● Text passage:
-=-=-=-=-

Event-based Linux init daemon

Upstart is a discontinued event-based replacement for the traditional init daemon—the method by which several Unix-like computer operating systems perform tasks when the computer is started. It was written by Scott James Remnant, a former employee of Canonical Ltd. In 2014, Upstart was placed in maintenance mode, and other init daemons, such as systemd, were recommended in place of Upstart. Ubuntu moved away from Upstart with the release of version 15.04 (Vivid Vervet) in favor of migrating to systemd. As of June 2024, there have been no updates released for Upstart since September 2014.

-=-=-=-=-

● Supplied records:
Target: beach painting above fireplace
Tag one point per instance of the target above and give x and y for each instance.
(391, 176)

-=-=-=-=-

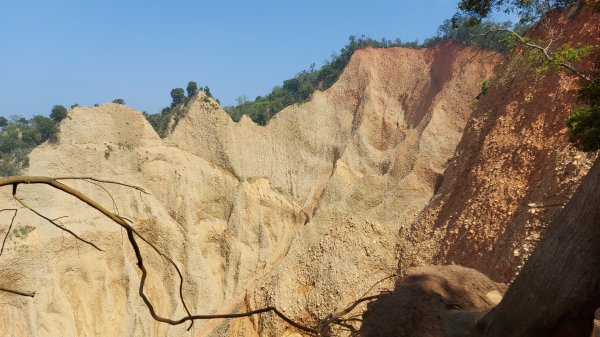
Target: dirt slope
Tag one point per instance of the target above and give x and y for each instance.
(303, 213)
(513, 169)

-=-=-=-=-

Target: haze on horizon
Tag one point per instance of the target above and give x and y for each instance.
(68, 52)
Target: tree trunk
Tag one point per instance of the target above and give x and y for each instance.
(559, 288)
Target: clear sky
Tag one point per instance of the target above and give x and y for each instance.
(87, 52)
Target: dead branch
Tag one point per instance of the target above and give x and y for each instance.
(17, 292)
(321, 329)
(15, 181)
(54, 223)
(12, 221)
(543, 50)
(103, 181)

-=-=-=-=-

Write out the stretch of the Upstart passage from "Event-based Linux init" through "since September 2014.", word for word.

Event-based Linux init daemon

Upstart is a discontinued event-based replacement for the traditional init daemon—the method by which several Unix-like computer operating systems perform tasks when the computer is started. It was written by Scott James Remnant, a former employee of Canonical Ltd. In 2014, Upstart was placed in maintenance mode, and other init daemons, such as systemd, were recommended in place of Upstart. Ubuntu moved away from Upstart with the release of version 15.04 (Vivid Vervet) in favor of migrating to systemd. As of June 2024, there have been no updates released for Upstart since September 2014.